#### EXERCISE DESCRIPTION:
Filter the entries and keep only the lines where the string "below" appears.

** Opening DATA TO EXAMINE block **

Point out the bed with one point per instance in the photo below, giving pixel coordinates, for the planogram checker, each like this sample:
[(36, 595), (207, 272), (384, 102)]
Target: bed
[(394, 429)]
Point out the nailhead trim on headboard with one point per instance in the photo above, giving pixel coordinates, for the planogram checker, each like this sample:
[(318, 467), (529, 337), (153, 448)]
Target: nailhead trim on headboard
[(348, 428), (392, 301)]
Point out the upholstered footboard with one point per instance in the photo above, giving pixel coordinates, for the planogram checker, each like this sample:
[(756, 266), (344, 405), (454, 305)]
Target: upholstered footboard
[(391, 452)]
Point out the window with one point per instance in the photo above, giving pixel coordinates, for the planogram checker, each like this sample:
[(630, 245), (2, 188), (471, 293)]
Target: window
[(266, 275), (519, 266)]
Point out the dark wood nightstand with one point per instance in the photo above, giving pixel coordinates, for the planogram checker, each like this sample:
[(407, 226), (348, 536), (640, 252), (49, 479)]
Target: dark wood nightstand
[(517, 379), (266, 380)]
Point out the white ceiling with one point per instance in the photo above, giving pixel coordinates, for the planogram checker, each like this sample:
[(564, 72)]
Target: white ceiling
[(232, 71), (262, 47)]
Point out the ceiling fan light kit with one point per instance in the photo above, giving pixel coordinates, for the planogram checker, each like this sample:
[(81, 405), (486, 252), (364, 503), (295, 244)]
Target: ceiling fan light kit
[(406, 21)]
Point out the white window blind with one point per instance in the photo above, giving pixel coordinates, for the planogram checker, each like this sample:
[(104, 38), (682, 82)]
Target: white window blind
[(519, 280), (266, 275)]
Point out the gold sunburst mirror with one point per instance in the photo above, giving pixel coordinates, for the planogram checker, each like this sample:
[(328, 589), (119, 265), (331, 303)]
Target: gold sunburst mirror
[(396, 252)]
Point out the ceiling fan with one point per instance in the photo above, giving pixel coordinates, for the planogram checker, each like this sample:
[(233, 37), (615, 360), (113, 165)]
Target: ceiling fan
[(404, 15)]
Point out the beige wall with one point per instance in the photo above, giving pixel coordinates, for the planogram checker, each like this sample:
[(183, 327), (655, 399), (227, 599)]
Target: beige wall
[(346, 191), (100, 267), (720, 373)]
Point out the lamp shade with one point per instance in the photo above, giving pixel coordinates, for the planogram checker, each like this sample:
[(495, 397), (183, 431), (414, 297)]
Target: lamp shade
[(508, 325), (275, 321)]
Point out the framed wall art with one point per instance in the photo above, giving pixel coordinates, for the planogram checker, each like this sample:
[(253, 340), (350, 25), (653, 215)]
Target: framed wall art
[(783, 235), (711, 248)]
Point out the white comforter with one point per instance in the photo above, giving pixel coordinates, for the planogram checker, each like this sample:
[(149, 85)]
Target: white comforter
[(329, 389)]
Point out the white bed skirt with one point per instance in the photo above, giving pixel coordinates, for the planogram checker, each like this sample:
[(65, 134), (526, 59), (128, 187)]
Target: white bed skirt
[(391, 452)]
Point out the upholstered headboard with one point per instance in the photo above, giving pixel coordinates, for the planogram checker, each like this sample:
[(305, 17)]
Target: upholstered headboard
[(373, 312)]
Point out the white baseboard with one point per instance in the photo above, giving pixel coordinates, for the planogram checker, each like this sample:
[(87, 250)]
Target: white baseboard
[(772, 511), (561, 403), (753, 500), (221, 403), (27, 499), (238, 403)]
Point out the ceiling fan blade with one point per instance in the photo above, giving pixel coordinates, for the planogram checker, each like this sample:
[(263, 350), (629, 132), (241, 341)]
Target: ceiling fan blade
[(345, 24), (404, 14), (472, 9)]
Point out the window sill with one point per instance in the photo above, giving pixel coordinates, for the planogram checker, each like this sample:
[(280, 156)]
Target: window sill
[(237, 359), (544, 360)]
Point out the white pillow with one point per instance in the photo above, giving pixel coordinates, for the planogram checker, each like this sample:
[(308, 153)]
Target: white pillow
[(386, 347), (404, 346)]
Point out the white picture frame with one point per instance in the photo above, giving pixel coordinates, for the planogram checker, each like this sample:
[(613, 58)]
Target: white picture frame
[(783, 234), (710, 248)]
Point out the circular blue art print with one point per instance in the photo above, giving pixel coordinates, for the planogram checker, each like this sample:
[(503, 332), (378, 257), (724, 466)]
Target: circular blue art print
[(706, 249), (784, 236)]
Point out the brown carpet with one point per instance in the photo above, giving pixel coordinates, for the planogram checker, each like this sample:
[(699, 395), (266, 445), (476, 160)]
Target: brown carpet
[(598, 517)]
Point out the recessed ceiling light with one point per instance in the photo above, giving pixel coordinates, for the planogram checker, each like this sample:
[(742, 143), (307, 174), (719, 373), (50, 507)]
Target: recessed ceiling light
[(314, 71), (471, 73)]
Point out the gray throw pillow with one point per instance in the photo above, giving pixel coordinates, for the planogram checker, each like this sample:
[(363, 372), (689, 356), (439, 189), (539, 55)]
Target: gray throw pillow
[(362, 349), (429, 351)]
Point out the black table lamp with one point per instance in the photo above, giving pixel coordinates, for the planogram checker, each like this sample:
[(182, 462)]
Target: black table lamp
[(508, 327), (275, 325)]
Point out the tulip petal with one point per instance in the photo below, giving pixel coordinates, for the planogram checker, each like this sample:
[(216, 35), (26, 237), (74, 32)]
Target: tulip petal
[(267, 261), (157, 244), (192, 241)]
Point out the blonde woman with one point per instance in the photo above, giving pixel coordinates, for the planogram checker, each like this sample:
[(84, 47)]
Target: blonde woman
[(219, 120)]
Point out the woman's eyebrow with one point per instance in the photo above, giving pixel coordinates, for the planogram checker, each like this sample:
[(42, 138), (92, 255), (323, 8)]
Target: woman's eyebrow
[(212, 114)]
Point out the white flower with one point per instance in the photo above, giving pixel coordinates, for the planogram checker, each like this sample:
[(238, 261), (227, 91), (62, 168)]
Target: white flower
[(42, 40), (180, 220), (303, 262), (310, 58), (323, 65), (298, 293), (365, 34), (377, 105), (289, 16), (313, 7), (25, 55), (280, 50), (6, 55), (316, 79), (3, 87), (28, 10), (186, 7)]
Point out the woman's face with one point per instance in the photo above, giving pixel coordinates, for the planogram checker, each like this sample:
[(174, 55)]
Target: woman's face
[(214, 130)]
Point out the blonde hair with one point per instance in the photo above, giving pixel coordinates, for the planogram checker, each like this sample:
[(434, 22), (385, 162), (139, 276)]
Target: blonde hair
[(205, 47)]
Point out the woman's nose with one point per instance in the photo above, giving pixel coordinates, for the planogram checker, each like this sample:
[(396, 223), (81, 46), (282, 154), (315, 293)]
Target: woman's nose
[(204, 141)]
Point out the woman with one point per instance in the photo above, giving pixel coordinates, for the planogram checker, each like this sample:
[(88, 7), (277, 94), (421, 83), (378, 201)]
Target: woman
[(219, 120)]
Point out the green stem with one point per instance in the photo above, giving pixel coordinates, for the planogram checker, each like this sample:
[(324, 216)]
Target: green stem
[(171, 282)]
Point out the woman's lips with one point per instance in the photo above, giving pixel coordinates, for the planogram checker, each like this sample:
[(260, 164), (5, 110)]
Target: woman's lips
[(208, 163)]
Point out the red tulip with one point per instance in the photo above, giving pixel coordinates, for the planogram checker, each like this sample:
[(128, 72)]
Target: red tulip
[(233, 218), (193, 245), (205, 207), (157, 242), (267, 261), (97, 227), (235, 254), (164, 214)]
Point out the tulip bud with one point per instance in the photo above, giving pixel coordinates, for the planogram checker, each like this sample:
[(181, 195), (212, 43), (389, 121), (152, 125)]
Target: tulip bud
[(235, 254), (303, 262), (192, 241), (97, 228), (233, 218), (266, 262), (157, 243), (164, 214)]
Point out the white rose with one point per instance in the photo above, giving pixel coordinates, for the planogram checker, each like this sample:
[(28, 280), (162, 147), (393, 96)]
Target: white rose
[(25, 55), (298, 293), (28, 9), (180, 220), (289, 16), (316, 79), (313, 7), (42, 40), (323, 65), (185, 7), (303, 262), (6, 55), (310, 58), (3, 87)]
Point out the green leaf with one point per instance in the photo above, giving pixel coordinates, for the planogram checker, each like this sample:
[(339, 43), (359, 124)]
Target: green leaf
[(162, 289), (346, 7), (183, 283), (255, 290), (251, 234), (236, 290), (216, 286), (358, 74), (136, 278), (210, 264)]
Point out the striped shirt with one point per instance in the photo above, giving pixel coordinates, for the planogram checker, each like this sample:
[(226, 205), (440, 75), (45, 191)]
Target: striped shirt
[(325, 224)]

** Closing DATA TO EXAMINE block **

#### OUTPUT OF THE EXERCISE:
Point out the bed with one point per instance in the photo below, giving pixel coordinates, for the planogram checker, each like this sample:
Point out the tulip petal with one point per instance in the photo below, giving pixel coordinates, for the planogram checker, each like this sample:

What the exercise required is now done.